──────── TEXTO PROPUESTO

Me dan penita. Trato de imaginarme ese mal sabor de boca que debe dejar tanto masticar éxito ajeno y el ardor de estómago que implica digerirlo. Y defecarlo. Dolor. Pobres. Me gustaría acunarlos, acurrucarlos y susurrarles al oído la solución contra todos sus males: lee. Déjate llevar por la gélida atmósfera que envuelve la trama de 'No hay luz bajo la nieve', de Jordi Llobregat; viaja en el tiempo de la mano de Pérez-Reverte y vive un relato de frontera metido en la piel de Sidi; conoce a Antonia Scott y deja que te explote la cabeza en 'Loba negra' de Juan Gómez-Jurado, o que se te caiga el alma a los pies con cualquiera de Víctor del Árbol; permite que tu corazón se acelere al pasar las páginas de 'La cara norte del corazón' de Dolores Redondo o de 'Los señores del humo' de Claudio Cerdán; trata de entender cómo se maneja el léxico leyendo 'La gallera' de Ramón Palomar.
Disfruta y aprende de los consagrados como Lorenzo Silva, Rosa Montero, Javier Marías, Almudena Grandes, Carlos Ruiz Zafón o Eduardo Mendoza, por ejemplo, y de los que luchamos por serlo algún día, como Benito Olmo, Blas Ruiz Grau, Elisabeth Benavent, Gabri Ródenas, Rosario Tey, Javier Castillo, Carmen Mola, Roberto López Herrero, María Oruña, Daniel Fopiani, Miguel Gane y tantos otros.
Lee, lee mucho, que casi todo lo cura, es posible que incluso la idiotez.

────────────────

_RETOS_
a) Según el fragmento sobre la lectura, ¿quién es el autor de 'La gallera'?
b) Reproduce tal cual el fragmento sobre la lectura desde "Me dan penita." hasta "de Ramón Palomar.".
Las líneas siguientes provienen de una fuente distinta.

──────── SECCIÓN DE DATOS

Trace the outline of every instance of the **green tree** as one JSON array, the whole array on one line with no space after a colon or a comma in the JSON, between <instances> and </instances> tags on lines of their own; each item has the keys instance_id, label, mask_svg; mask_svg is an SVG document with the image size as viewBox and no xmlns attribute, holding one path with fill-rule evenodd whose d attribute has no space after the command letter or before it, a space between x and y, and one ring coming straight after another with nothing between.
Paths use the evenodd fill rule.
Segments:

────────────────

_RESPUESTAS FINALES_
a) Ramón Palomar.

b)
Me dan penita. Trato de imaginarme ese mal sabor de boca que debe dejar tanto masticar éxito ajeno y el ardor de estómago que implica digerirlo. Y defecarlo. Dolor. Pobres. Me gustaría acunarlos, acurrucarlos y susurrarles al oído la solución contra todos sus males: lee. Déjate llevar por la gélida atmósfera que envuelve la trama de 'No hay luz bajo la nieve', de Jordi Llobregat; viaja en el tiempo de la mano de Pérez-Reverte y vive un relato de frontera metido en la piel de Sidi; conoce a Antonia Scott y deja que te explote la cabeza en 'Loba negra' de Juan Gómez-Jurado, o que se te caiga el alma a los pies con cualquiera de Víctor del Árbol; permite que tu corazón se acelere al pasar las páginas de 'La cara norte del corazón' de Dolores Redondo o de 'Los señores del humo' de Claudio Cerdán; trata de entender cómo se maneja el léxico leyendo 'La gallera' de Ramón Palomar.